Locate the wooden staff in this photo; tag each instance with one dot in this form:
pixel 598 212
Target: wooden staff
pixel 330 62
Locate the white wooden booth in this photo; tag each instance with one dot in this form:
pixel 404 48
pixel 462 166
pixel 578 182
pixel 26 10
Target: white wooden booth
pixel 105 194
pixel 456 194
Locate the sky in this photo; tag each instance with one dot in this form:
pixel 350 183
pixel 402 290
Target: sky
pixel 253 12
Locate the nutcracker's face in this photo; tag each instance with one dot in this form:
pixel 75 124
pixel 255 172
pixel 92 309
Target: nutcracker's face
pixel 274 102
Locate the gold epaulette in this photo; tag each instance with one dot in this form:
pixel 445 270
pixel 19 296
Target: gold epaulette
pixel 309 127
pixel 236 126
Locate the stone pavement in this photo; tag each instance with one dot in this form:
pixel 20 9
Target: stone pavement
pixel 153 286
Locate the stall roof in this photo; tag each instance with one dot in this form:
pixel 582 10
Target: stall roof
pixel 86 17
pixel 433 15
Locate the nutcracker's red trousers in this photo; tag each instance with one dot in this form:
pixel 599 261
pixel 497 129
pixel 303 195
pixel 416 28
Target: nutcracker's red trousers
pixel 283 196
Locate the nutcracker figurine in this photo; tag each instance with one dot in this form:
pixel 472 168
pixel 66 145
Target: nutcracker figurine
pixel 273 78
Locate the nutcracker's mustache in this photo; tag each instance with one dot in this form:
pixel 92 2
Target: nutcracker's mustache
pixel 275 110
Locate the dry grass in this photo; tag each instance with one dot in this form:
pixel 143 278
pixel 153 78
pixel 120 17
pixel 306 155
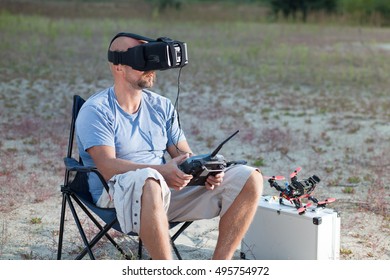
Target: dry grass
pixel 312 95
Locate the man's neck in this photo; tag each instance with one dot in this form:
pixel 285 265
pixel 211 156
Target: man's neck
pixel 128 99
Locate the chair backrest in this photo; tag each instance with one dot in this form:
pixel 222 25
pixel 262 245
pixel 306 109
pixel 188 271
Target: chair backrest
pixel 77 103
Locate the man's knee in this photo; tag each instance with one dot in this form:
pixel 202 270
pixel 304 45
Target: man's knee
pixel 254 184
pixel 152 190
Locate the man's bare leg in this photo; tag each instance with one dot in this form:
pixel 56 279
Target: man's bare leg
pixel 236 221
pixel 154 231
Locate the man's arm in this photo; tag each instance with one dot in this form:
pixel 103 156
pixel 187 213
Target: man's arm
pixel 108 165
pixel 183 148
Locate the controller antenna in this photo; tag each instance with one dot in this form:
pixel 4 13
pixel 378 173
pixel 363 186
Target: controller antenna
pixel 215 152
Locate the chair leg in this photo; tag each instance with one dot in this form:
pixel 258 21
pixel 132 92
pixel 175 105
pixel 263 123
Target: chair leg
pixel 139 249
pixel 103 232
pixel 176 235
pixel 62 221
pixel 81 231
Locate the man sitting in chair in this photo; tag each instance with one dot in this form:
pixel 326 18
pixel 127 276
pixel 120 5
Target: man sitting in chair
pixel 124 131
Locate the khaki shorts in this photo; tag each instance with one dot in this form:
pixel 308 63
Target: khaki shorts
pixel 189 204
pixel 196 202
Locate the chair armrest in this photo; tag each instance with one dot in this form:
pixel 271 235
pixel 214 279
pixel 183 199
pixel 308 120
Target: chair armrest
pixel 72 164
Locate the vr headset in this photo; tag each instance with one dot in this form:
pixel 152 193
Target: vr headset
pixel 160 54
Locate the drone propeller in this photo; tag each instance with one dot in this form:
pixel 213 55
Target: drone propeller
pixel 326 201
pixel 277 178
pixel 296 171
pixel 303 208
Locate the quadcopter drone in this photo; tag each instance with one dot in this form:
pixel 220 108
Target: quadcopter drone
pixel 298 190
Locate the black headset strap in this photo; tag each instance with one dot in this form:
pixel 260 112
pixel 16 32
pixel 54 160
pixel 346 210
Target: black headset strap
pixel 131 35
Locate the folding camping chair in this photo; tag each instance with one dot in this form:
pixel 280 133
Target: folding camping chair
pixel 75 189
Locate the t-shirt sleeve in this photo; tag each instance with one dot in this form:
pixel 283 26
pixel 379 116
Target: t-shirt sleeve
pixel 95 127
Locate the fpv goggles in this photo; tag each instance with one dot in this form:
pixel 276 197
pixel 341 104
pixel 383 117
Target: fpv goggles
pixel 160 54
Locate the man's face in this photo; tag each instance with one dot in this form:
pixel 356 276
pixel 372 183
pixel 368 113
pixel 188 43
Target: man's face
pixel 147 79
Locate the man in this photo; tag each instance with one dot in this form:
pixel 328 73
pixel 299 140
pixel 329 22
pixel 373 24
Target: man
pixel 125 131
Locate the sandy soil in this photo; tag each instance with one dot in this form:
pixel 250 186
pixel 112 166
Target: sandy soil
pixel 30 230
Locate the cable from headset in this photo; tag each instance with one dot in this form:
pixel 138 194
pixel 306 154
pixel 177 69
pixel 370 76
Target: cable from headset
pixel 176 109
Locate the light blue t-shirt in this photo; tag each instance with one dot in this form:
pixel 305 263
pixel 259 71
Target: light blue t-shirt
pixel 142 137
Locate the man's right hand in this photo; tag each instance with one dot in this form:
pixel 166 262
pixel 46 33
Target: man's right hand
pixel 174 177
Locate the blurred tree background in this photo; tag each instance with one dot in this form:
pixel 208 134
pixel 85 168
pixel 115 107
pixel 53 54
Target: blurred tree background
pixel 362 12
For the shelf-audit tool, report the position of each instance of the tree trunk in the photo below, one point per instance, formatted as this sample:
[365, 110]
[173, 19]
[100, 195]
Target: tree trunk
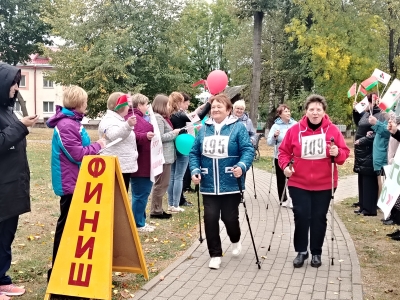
────────────────────────────────────────
Return the data exactly as it stands, minus the pictures.

Locate the wooden staff in this photo; tag each instance with one dot in this form:
pixel 598 212
Target: wooden staff
pixel 330 62
Locate the white wooden booth in this photo; tag each instance with one dot in this form:
pixel 404 48
pixel 462 166
pixel 578 182
pixel 26 10
Target: white wooden booth
pixel 105 194
pixel 456 194
Locate the sky in this photo; tag each instance with one dot in this form:
pixel 350 183
pixel 402 290
Target: sky
pixel 253 12
Locate the nutcracker's face in this photo; tag each instance with one dot in this form:
pixel 75 124
pixel 255 172
pixel 92 309
Target: nutcracker's face
pixel 274 102
Locate the gold epaulette in this photo; tag each instance with one dot in this form:
pixel 445 270
pixel 19 296
Target: gold epaulette
pixel 309 127
pixel 236 126
Locate the stone pavement in this photo; tag each instance with one dot in this form:
pixel 20 9
Target: stone pavement
pixel 153 286
Locate the stall roof in this photo; tag each instance with one dot in this form:
pixel 582 10
Target: stall roof
pixel 86 17
pixel 433 15
Locate the nutcracker's red trousers in this photo; tag each instance with one dot in this form:
pixel 599 261
pixel 497 129
pixel 303 195
pixel 416 28
Target: nutcracker's red trousers
pixel 283 196
Locate the nutcracker figurine in this photo; tag each instance with one dot in this form:
pixel 472 168
pixel 66 145
Target: nutcracker figurine
pixel 273 78
Locate the nutcracker's mustache in this photo; tag each instance with one dot in this form:
pixel 92 2
Target: nutcracker's mustache
pixel 275 110
Locate the dry grass in this photo; tag each instance with one dot in this form:
pixel 143 278
pixel 153 78
pixel 120 17
pixel 306 155
Target: dry grass
pixel 312 95
Locate the man's neck in this photo; tag each instance with one dot in this form:
pixel 285 265
pixel 211 156
Target: man's neck
pixel 128 99
Locate the chair backrest in this photo; tag each instance with one dot in this form:
pixel 222 25
pixel 262 245
pixel 306 109
pixel 188 271
Target: chair backrest
pixel 77 103
Locate the man's knee in this photo; tag each instance with one dot in this form:
pixel 202 270
pixel 304 45
Target: man's knee
pixel 254 184
pixel 152 190
Locate the man's bare leg in this photo; tag each instance with one dot in this form:
pixel 56 279
Target: man's bare leg
pixel 236 221
pixel 154 231
Locate the man's arm in this photo; tag each instance with one dot in this form:
pixel 103 156
pixel 187 213
Target: man's arm
pixel 108 165
pixel 183 148
Locate the controller antenna in this photo; tag each instance with one dot in this form:
pixel 4 13
pixel 378 173
pixel 363 186
Target: controller antenna
pixel 215 152
Locate the chair leg in this photo; tag each instance with one dot in this form:
pixel 258 21
pixel 132 92
pixel 175 105
pixel 263 123
Target: chair leg
pixel 139 249
pixel 103 232
pixel 176 235
pixel 62 221
pixel 81 231
Locate the man sitting in chair in this photo; tag each instance with one dot in this form:
pixel 326 18
pixel 127 276
pixel 120 5
Target: man sitting in chair
pixel 124 131
Locate the khaki shorts in this photo; tag each instance with one dot in this form:
pixel 308 63
Target: khaki shorts
pixel 189 204
pixel 196 202
Locate the chair armrest in this photo; tag each instance with one dot in this form:
pixel 271 235
pixel 214 279
pixel 183 199
pixel 308 120
Target: chair armrest
pixel 72 164
Locate the vr headset in this photo; tag each instance with one dot in this form:
pixel 152 193
Target: vr headset
pixel 160 54
Locate the drone propeller in this photo; tag each instance with one dot in this form:
pixel 213 55
Target: drone propeller
pixel 326 201
pixel 277 178
pixel 296 171
pixel 303 208
Locate the quadcopter drone in this photo; tag each instance with one dot in this form:
pixel 220 108
Target: quadcopter drone
pixel 298 190
Locate the black headset strap in this photo; tag each instance with one dot in this form:
pixel 260 112
pixel 16 32
pixel 54 160
pixel 346 210
Target: black headset strap
pixel 131 35
Locate the folding camping chair in this photo; tag each instance with one dot in this form:
pixel 280 133
Target: folding camping chair
pixel 75 189
Locate the t-shirt sleeve in this photo; tag each instance with one dot in this form:
pixel 283 26
pixel 379 116
Target: t-shirt sleeve
pixel 95 127
Locate the fpv goggles in this photo; tag each instance with one dot in this form:
pixel 276 197
pixel 341 104
pixel 383 117
Target: fpv goggles
pixel 160 54
Locate the man's face in this photo; tag each instance with one dot in this form:
pixel 356 276
pixel 372 183
pixel 368 113
pixel 188 43
Target: man's face
pixel 147 79
Locate the man in this photo; tag each instance with one dot in this form:
pixel 328 73
pixel 299 140
pixel 329 22
pixel 373 24
Target: man
pixel 125 131
Locate the sandy soil in this photo; tag each instance with one dot in this form:
pixel 250 186
pixel 112 166
Target: sandy soil
pixel 30 230
Locate the cable from headset in this photo; tag each instance with one dot in this form:
pixel 138 194
pixel 306 154
pixel 177 69
pixel 370 76
Target: cable from headset
pixel 176 109
Locate the light blue t-shirt in this photo; tag each instance with one dot in this form:
pixel 305 263
pixel 259 71
Target: light blue t-shirt
pixel 142 137
Locate the man's right hand in this photo; tag each instance with one dot in this form:
pixel 166 262
pixel 46 33
Target: man's right hand
pixel 174 177
Locate the blurred tree background in this photo; tag each instance with one dot in this form:
pixel 208 134
pixel 85 168
pixel 115 107
pixel 53 54
Target: blurred tree background
pixel 362 12
For the shelf-audit tool, report the position of each instance of the tree trunk in the photo below, one point per instance, formatted as this sample:
[365, 110]
[173, 19]
[100, 195]
Target: tree trunk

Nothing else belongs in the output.